▶ [Items from a dataset]
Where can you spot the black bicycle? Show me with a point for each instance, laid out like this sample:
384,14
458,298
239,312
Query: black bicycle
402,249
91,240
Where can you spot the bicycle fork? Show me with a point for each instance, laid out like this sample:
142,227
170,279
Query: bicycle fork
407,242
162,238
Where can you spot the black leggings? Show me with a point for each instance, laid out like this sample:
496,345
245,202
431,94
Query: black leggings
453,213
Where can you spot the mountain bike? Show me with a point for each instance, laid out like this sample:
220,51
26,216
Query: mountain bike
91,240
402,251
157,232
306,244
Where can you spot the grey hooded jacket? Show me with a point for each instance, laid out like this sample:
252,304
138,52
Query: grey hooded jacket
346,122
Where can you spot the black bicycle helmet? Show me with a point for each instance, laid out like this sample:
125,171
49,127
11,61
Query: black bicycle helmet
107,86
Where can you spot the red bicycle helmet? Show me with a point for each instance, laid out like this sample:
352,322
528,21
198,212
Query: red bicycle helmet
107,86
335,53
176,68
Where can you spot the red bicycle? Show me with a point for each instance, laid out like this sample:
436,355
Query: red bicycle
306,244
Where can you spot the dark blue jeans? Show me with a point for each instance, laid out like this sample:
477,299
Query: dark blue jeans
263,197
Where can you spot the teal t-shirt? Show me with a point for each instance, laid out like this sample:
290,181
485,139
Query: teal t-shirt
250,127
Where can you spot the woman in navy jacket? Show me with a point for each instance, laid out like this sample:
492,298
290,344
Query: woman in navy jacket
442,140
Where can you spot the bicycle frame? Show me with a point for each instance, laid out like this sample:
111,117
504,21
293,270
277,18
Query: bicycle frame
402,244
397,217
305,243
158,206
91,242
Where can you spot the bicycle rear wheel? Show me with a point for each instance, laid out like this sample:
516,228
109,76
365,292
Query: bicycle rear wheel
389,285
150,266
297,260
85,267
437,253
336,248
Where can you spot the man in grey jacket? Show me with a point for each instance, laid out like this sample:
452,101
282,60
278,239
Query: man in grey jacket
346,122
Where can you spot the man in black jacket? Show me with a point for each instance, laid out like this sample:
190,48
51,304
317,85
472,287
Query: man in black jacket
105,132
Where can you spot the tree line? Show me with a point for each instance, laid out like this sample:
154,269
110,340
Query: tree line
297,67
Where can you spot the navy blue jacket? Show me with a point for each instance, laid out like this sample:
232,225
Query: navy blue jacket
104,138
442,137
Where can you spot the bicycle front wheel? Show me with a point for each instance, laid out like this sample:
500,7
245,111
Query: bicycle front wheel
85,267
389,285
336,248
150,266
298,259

▶ [TASK DESCRIPTION] Recast the stretch from the line containing "Where can you spot the bicycle front" through the last line of the items above as a Markdown table with the columns n and Line. Put one line in each row and leave out any blank lines.

▶ [EXPECTED ANSWER]
| n | Line |
|---|---|
| 1 | Where can you spot the bicycle front wheel? Show me with a point for each instance, laid out like this sample: |
| 2 | 500,7 |
| 3 | 245,111 |
| 4 | Query: bicycle front wheel |
| 5 | 85,267 |
| 6 | 389,285 |
| 7 | 336,248 |
| 8 | 150,266 |
| 9 | 298,259 |